======== EXTRAIT FOURNI ========

La crucifixion en rose
Tome I SEXUS
Henry Miller (1891-1980)
« Ce doit être un jeudi soir que je la rencontrai pour la première fois, au dancing…Je me sentais frais et dispos le coeur pur, obsédé par une seule idée : la posséder à tout prix…J'approchais de ma trente troisième année, l'âge du Christ en croix…J'étais au plus bas de l'échelle ; un raté dans toute l'acception du terme…J'étais loin de me figurer que cette semaine allait être l'apothéose de ma vie et durer sept longues années… »
Ainsi débute ce roman et d'entrée le ton est donné par le narrateur, marié il faut le savoir avec une personne qu'il hait, Maude, une femme qui secrète une tristesse accablante au sein d'un foyer qui ressemble à un sépulcre. Il n'espère guère que sa vie va changer suite à cette rencontre quand il dit :
« Voilà trente ans que je porte la croix de fer de la servitude infâmante, que je sers sans la foi, que je travaille sans gages, que je me repose sans connaître la paix. »
Il n'y a vraiment pas de raison que ça change, et pourtant …
Dès lors, il n'a de cesse de la rechercher dès le lendemain, pour des retrouvailles orgasmiques lorsque Mara allume pour lui, pleins feux la rayonnante incandescence de son amour.
Travaillant dans le télégraphe, il est peu motivé et songe plutôt à une carrière d'écrivain. D'une humeur sombre quand il n'est pas avec Mara, il voit le monde en larmes pour l'éternité, le rire n'étant qu'un instant qui passe et la joie une folie passagère dans un monde de tristesse.
« Faire rire le monde est une chose ; faire son bonheur, c'est une autre paire de manches. Personne n'y a jamais réussi. »
On peut dès l'entame admirer le beau style de Henry Miller :
« Mara était vêtue d'une robe noire à pois, à la mode suisse, qui soulignait l'opulence de ses formes. La brise jouait légèrement avec la masse noire, luisante, de ses cheveux, avivant son visage lourd d'une pâleur de craie, comme l'embrun qui fouette la falaise. Dans sa foulée rapide et souple, si sûre d'elle, et alerte, je vis une autre preuve d'un sens renouvelé de la vie : c'était l'animal jaillissant de la chair éclatée, avec la grâce et la beauté fragile de la fleur. C'était elle dans son être diurne, fraiche, saine, vêtue très simplement et parlant presque le langage de l'enfance. »
Magnifique.
L'autre trait de caractère d'Henry est d'être constamment désargenté tout en étant très généreux dès qu'il a trois sous, issus soit de son salaire soit d'un emprunt aux amis Ulric ou Kronski.

======== DONNÉES FOURNIES ========

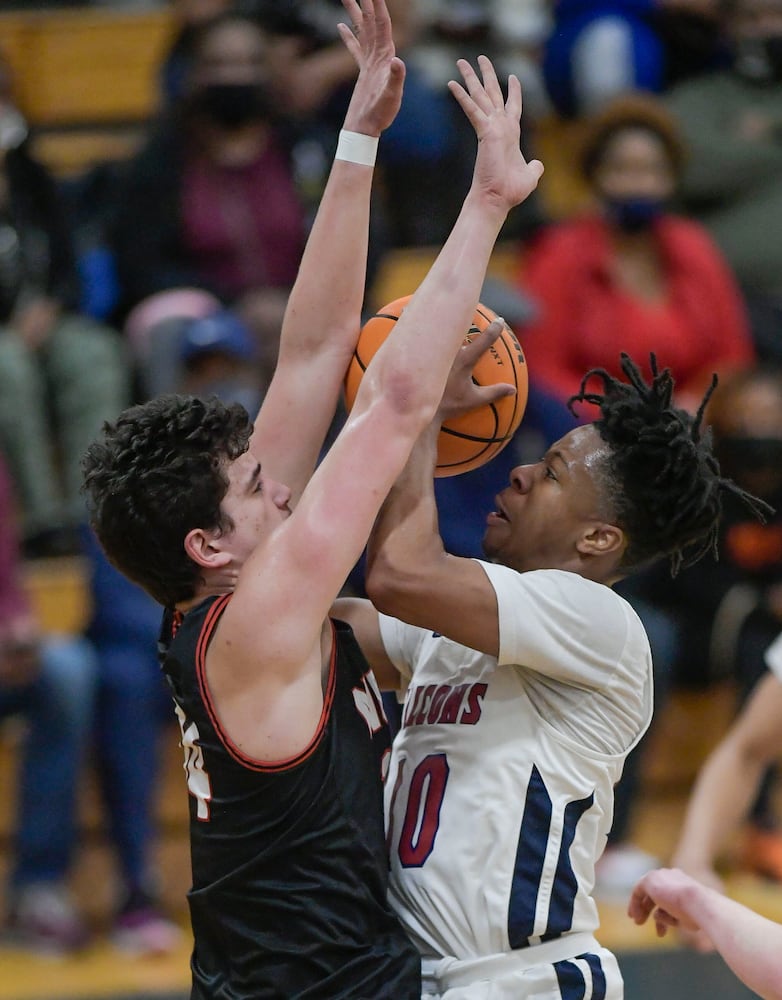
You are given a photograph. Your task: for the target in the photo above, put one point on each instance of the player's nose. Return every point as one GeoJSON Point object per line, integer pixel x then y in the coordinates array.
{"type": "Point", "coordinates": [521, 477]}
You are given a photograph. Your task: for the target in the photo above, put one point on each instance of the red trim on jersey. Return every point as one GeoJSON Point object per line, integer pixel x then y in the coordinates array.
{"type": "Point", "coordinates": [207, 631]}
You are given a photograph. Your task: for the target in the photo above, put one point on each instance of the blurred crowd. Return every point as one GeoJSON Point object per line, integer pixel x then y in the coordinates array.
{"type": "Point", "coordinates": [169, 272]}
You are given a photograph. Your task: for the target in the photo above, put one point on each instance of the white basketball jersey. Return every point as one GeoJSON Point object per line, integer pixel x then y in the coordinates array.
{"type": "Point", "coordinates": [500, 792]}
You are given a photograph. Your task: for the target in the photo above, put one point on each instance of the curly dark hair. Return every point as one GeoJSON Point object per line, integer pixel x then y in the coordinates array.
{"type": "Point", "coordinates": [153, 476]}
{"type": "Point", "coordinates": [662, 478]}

========
======== DONNÉES FOURNIES ========

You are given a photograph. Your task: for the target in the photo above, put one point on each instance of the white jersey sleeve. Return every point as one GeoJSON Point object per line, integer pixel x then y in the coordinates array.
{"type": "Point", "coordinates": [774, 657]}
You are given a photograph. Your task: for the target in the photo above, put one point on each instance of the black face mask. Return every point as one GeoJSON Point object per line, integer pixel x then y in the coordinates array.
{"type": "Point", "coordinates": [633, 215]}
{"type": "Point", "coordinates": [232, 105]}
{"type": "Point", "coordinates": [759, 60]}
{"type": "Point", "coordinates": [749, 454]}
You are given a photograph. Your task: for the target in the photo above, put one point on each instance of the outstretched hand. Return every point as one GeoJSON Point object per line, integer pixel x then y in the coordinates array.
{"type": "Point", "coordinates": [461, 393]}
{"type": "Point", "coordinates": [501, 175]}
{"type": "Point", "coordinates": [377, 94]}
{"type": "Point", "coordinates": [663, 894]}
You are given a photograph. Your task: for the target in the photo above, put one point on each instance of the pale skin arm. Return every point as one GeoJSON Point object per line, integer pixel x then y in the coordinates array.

========
======== DONNÉES FOURNIES ========

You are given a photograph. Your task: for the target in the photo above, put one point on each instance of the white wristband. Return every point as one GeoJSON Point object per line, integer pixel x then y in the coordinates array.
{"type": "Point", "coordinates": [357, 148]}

========

#### SÉRIE D'EXERCICES:
- 1) Reproduisez à l'identique le passage de l'extrait fourni qui s'ouvre sur les mots contenant « On peut dès » et se clôt sur « Magnifique. ».
- 2) Relevez et recopiez chaque ligne des enregistrements où figure la chaîne « jersey ».

#### PROBLÈMES RÉSOLUS:
- 1)
On peut dès l'entame admirer le beau style de Henry Miller :
« Mara était vêtue d'une robe noire à pois, à la mode suisse, qui soulignait l'opulence de ses formes. La brise jouait légèrement avec la masse noire, luisante, de ses cheveux, avivant son visage lourd d'une pâleur de craie, comme l'embrun qui fouette la falaise. Dans sa foulée rapide et souple, si sûre d'elle, et alerte, je vis une autre preuve d'un sens renouvelé de la vie : c'était l'animal jaillissant de la chair éclatée, avec la grâce et la beauté fragile de la fleur. C'était elle dans son être diurne, fraiche, saine, vêtue très simplement et parlant presque le langage de l'enfance. »
Magnifique.

- 2)
You are given a photograph. Your task: for the target in the photo above, put one point on each instance of the red trim on jersey. Return every point as one GeoJSON Point object per line, integer pixel x then y in the coordinates array.
You are given a photograph. Your task: for the target in the photo above, put one point on each instance of the white basketball jersey. Return every point as one GeoJSON Point object per line, integer pixel x then y in the coordinates array.
You are given a photograph. Your task: for the target in the photo above, put one point on each instance of the white jersey sleeve. Return every point as one GeoJSON Point object per line, integer pixel x then y in the coordinates array.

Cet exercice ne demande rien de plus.